Data under study section start

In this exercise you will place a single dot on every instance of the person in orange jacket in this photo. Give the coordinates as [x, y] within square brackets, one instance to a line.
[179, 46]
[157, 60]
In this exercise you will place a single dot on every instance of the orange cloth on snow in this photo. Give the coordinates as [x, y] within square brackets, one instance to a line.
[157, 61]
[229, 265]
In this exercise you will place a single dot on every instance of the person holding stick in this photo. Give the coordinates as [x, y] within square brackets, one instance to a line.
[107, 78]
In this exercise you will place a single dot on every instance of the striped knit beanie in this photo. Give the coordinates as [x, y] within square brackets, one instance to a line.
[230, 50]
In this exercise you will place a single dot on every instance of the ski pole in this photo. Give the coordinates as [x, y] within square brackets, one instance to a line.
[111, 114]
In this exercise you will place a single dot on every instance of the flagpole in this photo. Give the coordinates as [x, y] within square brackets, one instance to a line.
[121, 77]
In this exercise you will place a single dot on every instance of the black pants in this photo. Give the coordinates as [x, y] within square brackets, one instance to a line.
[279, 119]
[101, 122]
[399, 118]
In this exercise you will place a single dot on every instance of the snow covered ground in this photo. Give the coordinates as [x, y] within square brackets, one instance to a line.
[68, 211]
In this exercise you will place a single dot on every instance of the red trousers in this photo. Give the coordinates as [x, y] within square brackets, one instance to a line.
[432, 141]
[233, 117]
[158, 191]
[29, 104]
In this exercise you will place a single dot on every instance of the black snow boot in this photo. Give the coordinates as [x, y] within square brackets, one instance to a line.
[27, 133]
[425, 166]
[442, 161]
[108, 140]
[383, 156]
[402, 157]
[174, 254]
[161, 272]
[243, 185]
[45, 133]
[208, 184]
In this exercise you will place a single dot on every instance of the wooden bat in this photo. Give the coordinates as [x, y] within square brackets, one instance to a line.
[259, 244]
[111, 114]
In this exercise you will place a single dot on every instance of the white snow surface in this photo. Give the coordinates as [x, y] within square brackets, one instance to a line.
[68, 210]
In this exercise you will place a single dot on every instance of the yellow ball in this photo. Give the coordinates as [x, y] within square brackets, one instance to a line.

Data under study section end

* Your objective
In the entries above, find the line with "the black snow", then retype it and every line after it exactly.

* Response to the exercise
In this exercise you will place a single dot on every instance of the black snow boot in this photo. Give the coordinates as [x, y] within square brackets, one instance to a line.
[27, 133]
[425, 166]
[442, 161]
[108, 140]
[383, 156]
[402, 157]
[174, 254]
[161, 272]
[243, 185]
[45, 133]
[208, 184]
In this exercise you will place a single dot on every instance of the wooden bat in this photo. Give the coordinates as [x, y] within square brackets, one instance to a line.
[259, 244]
[111, 114]
In this exercise you will place a single dot on every instance of the white snow surface in this photo. Give the coordinates as [x, y] within square brackets, one instance to a line.
[68, 210]
In this exercise you will place a single dot on every instance of the yellow ball in this photo. Give the coordinates as [x, y] within square brackets, one instance to a line.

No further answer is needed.